======== Dataset content ========

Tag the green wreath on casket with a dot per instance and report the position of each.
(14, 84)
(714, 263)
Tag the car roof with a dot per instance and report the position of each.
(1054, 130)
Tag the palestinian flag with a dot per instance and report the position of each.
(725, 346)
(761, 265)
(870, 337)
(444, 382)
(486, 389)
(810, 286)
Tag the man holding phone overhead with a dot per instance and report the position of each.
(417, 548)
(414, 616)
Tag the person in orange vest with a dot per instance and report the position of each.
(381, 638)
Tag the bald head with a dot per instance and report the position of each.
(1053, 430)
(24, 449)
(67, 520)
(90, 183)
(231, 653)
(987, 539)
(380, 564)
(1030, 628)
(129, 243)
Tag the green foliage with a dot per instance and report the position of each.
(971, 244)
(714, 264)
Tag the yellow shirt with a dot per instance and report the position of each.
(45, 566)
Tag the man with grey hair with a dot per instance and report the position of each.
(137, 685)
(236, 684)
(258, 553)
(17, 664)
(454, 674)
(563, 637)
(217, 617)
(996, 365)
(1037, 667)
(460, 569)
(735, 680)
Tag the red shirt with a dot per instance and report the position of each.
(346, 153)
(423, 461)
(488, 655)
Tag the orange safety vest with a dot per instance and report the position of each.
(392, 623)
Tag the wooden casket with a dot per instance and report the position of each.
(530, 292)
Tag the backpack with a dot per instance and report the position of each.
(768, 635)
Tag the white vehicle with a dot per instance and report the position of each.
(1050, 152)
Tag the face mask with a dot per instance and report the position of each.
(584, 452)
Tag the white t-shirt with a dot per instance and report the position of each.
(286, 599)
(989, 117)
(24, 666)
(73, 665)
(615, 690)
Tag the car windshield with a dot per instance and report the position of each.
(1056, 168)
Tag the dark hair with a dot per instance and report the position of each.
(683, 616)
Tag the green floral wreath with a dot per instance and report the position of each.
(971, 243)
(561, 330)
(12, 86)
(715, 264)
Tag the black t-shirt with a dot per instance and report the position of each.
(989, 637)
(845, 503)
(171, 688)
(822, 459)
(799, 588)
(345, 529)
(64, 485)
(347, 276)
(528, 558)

========

#### [Directions for this task]
Copy the stretch of lines above from the one containing "Tag the wooden" through the last line, requests included, and add 122 to every coordinate in the answers.

#### [Response to this exercise]
Tag the wooden casket with a dot per instance and report the position of each.
(652, 414)
Tag the backpack with a dot per instance and report the position of each.
(890, 757)
Tag the white vehicle with a dot per instance and report the position of each.
(1172, 274)
Tag the face mask with a dot per instance and report the position of each.
(706, 574)
Tag the white t-shirt with a dot per instance and report the position of each.
(408, 721)
(1111, 239)
(146, 788)
(195, 787)
(737, 812)
Tag the car windshield with a dot per instance and report the position of each.
(1178, 290)
Tag the dark hair with a dot per instance and report the position of each.
(805, 738)
Tag the green floral wreath with a dot per instance and report the position of each.
(1093, 365)
(683, 452)
(134, 208)
(837, 386)
Tag the black t-shirt with a dot per instance and report the position of each.
(1111, 759)
(967, 625)
(293, 810)
(944, 581)
(921, 710)
(467, 651)
(186, 607)
(469, 398)
(650, 680)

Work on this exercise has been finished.